• _EXTRACT_
Do you run your business as a sole proprietor? For years, the options for tax-advantaged retirement plans for one-person outfits were relatively narrow, restricted to specialized small-business plans such as simplified employee pensions (SEPs). But recent legislative changes have made it possible for sole proprietorships to use the same type of retirement vehicle—the 401(k) plan—favored by bigger companies. A special “solo 401(k)” may provide a distinct advantage over comparable retirement options, enabling you to salt away considerably more money for the future.


People who work for an employer offering a 401(k) plan have the opportunity to direct part of their salary into a personal retirement account that they can invest in mutual funds or other basic vehicles. The money deferred to a 401(k) isn’t taxed, and there are no capital gains taxes on investment profits. Instead, account owners pay income tax on money they withdraw during retirement. Many corporations match a portion of employees’ contributions.

• _WRITTEN PROBLEM 1_
In the passage on solo 401(k) plans, when do account owners pay income tax on their 401(k) money?
The rows that come next have no connection to the passage on solo 401(k) plans.

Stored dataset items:
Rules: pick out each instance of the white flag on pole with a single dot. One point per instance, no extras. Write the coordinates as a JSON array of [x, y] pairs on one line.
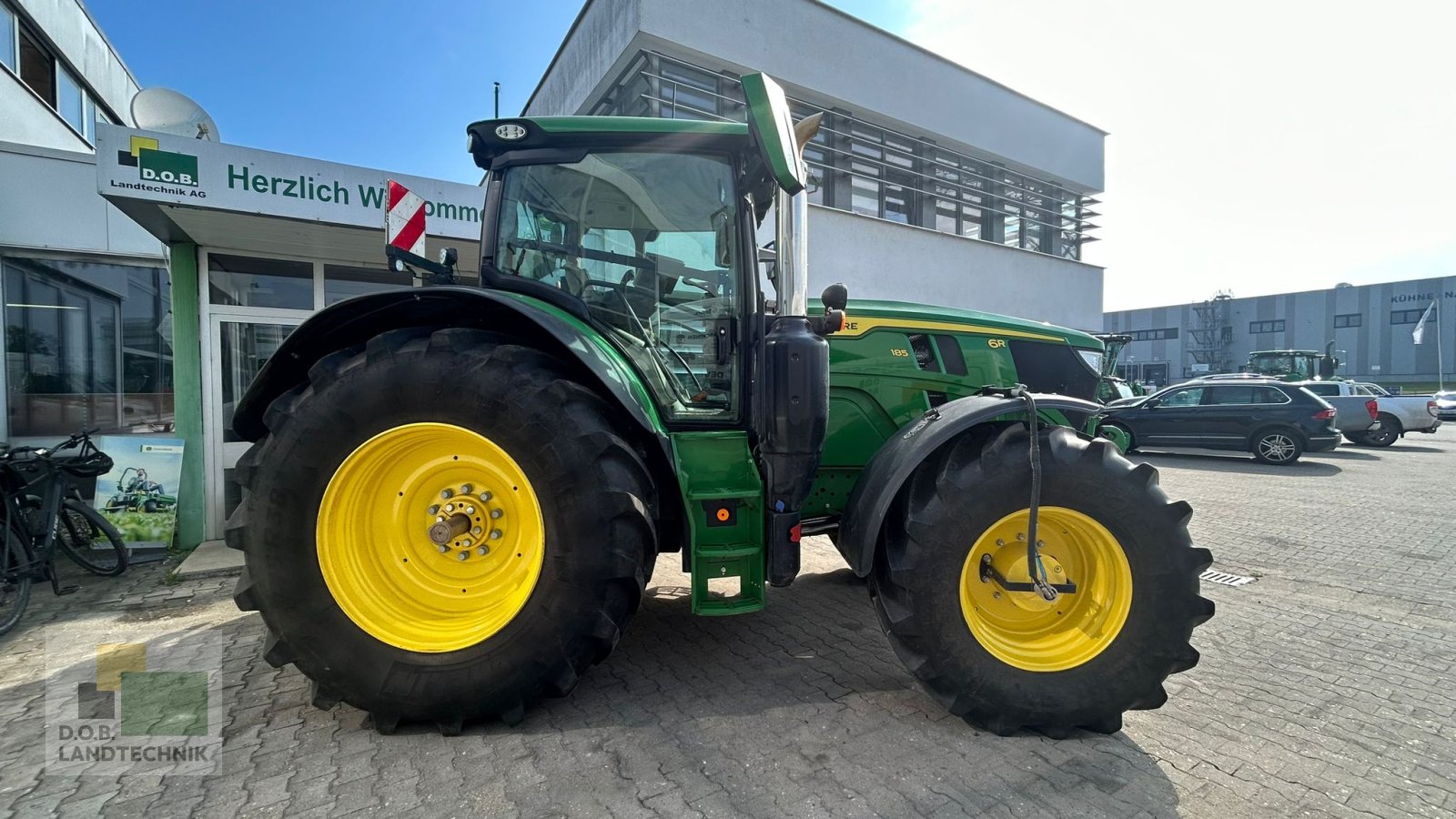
[[1420, 325]]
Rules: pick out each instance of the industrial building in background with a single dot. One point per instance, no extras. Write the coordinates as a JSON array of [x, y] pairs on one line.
[[1370, 327], [931, 182]]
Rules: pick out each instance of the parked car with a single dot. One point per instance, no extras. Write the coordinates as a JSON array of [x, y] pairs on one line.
[[1276, 421], [1354, 414], [1398, 414], [1446, 404]]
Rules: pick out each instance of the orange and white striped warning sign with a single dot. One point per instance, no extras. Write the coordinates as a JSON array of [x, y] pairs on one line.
[[405, 220]]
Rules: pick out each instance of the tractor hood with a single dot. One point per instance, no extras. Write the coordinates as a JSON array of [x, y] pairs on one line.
[[864, 315]]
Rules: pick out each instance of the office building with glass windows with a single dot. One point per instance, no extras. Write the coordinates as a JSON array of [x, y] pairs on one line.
[[146, 307], [931, 182], [87, 298], [1370, 329]]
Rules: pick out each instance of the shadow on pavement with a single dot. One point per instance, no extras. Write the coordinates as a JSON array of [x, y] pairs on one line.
[[1344, 453], [1234, 462]]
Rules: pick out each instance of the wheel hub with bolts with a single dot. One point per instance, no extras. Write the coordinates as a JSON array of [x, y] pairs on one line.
[[458, 522], [430, 537]]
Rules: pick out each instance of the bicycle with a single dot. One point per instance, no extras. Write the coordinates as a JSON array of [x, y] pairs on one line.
[[43, 513]]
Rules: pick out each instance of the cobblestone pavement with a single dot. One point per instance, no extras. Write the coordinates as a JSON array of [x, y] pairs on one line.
[[1325, 690]]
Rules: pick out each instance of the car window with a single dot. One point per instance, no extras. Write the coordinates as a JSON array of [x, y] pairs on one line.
[[1229, 395], [1183, 397], [1270, 395]]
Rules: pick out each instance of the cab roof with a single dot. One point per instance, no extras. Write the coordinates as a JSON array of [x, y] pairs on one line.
[[936, 317], [492, 137]]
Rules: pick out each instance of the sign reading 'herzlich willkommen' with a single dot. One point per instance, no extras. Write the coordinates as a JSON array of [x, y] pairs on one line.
[[164, 167]]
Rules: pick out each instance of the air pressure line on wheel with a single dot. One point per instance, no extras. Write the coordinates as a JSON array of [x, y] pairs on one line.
[[1034, 567]]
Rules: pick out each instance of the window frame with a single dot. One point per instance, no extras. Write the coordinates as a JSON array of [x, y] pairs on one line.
[[91, 108], [1155, 334]]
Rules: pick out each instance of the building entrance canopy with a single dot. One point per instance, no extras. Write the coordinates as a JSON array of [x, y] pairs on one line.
[[186, 189]]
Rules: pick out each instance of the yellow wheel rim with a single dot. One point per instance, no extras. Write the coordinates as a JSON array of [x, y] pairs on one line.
[[1026, 632], [382, 561]]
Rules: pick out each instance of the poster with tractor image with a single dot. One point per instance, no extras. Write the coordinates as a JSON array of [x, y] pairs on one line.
[[140, 493]]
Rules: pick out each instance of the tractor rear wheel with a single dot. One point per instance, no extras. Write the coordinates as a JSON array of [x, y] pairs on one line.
[[1008, 659], [441, 526]]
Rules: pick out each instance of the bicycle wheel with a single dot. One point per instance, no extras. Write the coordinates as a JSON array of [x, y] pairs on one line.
[[91, 540], [15, 579]]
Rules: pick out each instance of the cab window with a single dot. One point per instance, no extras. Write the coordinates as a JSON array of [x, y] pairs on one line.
[[648, 242]]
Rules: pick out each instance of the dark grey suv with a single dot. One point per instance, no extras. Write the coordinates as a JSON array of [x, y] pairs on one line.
[[1273, 420]]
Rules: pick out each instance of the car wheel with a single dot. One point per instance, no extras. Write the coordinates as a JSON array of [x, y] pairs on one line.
[[1278, 448]]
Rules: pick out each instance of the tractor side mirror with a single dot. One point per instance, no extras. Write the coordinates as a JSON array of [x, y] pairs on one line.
[[723, 238], [834, 296], [771, 263]]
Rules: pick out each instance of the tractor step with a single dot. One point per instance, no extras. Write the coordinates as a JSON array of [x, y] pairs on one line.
[[727, 581], [724, 499]]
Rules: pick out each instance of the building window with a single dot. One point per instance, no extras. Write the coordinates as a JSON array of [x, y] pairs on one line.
[[7, 38], [36, 69], [86, 344], [259, 283], [1162, 334], [47, 76], [865, 167], [70, 101]]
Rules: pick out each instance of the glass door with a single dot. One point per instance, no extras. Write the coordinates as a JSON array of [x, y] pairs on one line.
[[240, 346]]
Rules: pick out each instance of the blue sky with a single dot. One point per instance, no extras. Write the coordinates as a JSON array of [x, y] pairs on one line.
[[366, 82]]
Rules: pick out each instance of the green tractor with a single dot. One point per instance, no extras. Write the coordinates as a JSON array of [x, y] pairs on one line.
[[138, 493], [1110, 385], [456, 494], [1295, 365]]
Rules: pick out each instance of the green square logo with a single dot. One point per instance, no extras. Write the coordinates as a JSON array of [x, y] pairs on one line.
[[164, 704], [167, 167]]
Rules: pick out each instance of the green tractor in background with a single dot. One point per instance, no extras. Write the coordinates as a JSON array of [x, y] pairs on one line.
[[458, 494], [1295, 365]]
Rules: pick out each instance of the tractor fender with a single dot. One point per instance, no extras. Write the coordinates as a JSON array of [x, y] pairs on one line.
[[892, 467], [361, 318]]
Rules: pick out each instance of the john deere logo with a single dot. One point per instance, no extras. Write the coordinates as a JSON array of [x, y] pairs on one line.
[[155, 165]]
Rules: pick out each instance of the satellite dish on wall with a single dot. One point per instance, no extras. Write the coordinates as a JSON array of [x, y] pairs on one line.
[[171, 113]]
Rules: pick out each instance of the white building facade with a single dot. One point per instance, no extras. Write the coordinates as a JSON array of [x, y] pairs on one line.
[[86, 290], [931, 182]]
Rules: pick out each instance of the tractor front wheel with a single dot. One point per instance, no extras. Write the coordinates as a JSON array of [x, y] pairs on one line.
[[951, 583], [441, 526]]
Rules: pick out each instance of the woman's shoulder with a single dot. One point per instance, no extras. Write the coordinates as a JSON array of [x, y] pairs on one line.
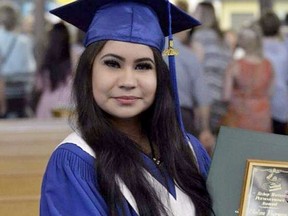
[[73, 155]]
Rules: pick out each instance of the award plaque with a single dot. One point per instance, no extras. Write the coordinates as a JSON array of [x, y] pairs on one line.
[[265, 190], [225, 183]]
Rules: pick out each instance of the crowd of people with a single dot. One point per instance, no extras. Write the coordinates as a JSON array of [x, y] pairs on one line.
[[217, 85]]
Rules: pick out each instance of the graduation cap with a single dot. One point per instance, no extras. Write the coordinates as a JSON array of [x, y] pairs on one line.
[[146, 22], [139, 21]]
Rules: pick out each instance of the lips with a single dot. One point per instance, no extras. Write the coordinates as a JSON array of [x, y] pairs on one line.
[[126, 100]]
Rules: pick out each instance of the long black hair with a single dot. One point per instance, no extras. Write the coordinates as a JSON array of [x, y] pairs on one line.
[[118, 156]]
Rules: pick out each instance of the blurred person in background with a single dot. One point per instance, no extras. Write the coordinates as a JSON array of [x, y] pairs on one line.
[[17, 62], [209, 45], [2, 99], [276, 51], [77, 48], [248, 84], [192, 89], [53, 79]]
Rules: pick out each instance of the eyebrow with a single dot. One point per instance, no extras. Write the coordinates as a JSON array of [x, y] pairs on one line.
[[123, 59]]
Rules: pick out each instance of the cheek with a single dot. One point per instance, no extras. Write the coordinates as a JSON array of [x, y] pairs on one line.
[[151, 86]]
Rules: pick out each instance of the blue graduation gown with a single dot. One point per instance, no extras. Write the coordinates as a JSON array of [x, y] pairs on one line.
[[70, 187]]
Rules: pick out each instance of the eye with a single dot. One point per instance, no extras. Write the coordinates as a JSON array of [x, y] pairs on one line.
[[144, 66], [112, 63]]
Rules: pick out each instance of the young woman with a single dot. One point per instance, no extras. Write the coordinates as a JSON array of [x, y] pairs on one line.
[[128, 155]]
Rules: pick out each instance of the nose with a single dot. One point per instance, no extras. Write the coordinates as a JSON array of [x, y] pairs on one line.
[[128, 79]]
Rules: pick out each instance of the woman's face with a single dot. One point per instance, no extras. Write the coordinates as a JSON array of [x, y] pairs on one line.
[[124, 79]]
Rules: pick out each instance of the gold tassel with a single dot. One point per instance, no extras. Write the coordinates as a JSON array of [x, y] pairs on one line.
[[170, 51]]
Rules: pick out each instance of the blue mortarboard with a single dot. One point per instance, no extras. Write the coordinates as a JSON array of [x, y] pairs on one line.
[[146, 22], [139, 21]]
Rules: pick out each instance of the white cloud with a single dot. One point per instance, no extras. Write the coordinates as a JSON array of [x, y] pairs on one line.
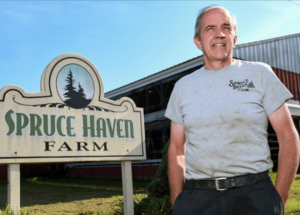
[[24, 17]]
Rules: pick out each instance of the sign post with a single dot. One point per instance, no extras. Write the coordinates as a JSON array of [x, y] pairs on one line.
[[70, 120], [13, 187], [127, 187]]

• _WRITTEN PROBLEM 2_
In the rows, reproduce word for word everything from the line containing "Rules: pick out each instance of the young" down to the line containing "[[128, 79]]", including both of those lines.

• _EXERCISE OUTPUT 1_
They pay income tax on the money they withdraw during retirement.

• _EXERCISE OUTPUT 2_
Rules: pick out each instance of the young woman with a single dot. One point per instance, no extras. Write the coordinates as a JSON array of [x, y] pairs on one line.
[[128, 155]]
Rules: pick out each instance of the nose with a single dot. One point per instance, no extras. Write the coordinates as a JSON array of [x, y] pairs on one line.
[[128, 79]]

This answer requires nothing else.